--- SUPPLIED DATA ---

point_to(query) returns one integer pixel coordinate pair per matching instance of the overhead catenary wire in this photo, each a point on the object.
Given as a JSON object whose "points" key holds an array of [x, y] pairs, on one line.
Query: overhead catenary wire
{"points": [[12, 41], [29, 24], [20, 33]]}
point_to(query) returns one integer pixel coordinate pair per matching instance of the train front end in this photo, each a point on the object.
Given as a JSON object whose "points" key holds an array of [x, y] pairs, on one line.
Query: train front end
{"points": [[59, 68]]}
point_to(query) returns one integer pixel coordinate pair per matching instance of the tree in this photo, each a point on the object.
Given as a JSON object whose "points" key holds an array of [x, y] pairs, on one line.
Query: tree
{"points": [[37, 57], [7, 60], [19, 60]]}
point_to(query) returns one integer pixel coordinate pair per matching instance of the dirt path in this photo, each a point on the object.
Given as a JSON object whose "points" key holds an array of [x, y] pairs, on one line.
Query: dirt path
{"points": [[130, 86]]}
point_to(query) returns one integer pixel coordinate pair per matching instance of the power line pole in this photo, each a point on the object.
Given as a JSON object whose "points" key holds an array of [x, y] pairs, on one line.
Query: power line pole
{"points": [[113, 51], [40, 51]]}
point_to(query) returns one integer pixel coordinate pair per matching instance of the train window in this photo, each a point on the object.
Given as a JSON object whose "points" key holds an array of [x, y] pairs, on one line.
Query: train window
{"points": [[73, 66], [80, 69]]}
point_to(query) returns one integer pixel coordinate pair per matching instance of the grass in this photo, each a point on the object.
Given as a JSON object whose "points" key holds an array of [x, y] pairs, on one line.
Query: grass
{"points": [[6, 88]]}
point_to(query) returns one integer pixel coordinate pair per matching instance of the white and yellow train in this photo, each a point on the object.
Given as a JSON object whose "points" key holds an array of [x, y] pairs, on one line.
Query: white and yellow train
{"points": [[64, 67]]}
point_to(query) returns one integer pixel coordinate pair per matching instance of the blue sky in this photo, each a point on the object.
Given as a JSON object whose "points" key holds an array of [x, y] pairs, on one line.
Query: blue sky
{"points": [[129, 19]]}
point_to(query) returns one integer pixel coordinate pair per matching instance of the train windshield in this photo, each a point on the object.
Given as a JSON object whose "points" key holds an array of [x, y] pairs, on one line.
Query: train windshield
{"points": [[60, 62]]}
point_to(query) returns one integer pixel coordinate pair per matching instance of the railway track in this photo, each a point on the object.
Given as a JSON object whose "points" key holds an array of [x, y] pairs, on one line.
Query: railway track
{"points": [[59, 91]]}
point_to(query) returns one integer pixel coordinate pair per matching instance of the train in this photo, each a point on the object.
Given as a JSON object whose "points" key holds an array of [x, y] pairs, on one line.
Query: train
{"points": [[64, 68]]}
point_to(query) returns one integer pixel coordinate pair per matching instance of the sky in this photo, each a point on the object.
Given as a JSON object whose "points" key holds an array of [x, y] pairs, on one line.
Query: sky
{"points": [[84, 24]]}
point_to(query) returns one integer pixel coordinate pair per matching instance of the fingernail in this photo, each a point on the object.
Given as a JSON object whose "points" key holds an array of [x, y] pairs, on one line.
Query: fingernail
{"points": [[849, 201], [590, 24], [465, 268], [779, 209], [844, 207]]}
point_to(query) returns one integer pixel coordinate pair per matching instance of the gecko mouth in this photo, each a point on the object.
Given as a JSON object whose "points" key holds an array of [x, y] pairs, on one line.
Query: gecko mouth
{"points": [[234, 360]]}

---

• _PROBLEM_
What you give back should be only the lines of the records above, starting at the line with "Query: train window" and ending at the line with "the train in", restated word for word.

• _TASK SOLUTION_
Query: train window
{"points": [[73, 66], [80, 69]]}
point_to(query) returns one integer pixel coordinate pair per matching instance of the grass in this photo, each a point on the object.
Given as a JSON object whose "points" key holds an array of [x, y] pairs, on one line.
Query: grass
{"points": [[6, 88]]}
point_to(query) returns one integer pixel coordinate pair per matching instance of the white and yellow train in this photo, each a point on the object.
Given as a JSON object whose "points" key holds an array of [x, y] pairs, on one line.
Query: white and yellow train
{"points": [[64, 67]]}
point_to(query) returns one integer pixel coordinate pair per matching instance of the blue sky in this photo, each a point on the object.
Given as a JSON object whose "points" key holds an array of [x, y] pairs, on one line.
Query: blue sky
{"points": [[129, 19]]}
point_to(query) returns one integer pixel coordinate pair per matching instance of the train windshield in this photo, each a point on the object.
Given as a JSON object whose "points" key holds an array of [x, y] pairs, on one line.
Query: train windshield
{"points": [[60, 62]]}
point_to(query) returns one integer pixel coordinate pair per matching instance of the railway track in this photo, each a point on the object.
Given as a JSON object whose "points" key holds an array of [x, y] pairs, on one line.
Query: railway track
{"points": [[59, 91]]}
point_to(query) returns one integer pixel coordinate pair per matching instance of the train in this photo, each a point on the object.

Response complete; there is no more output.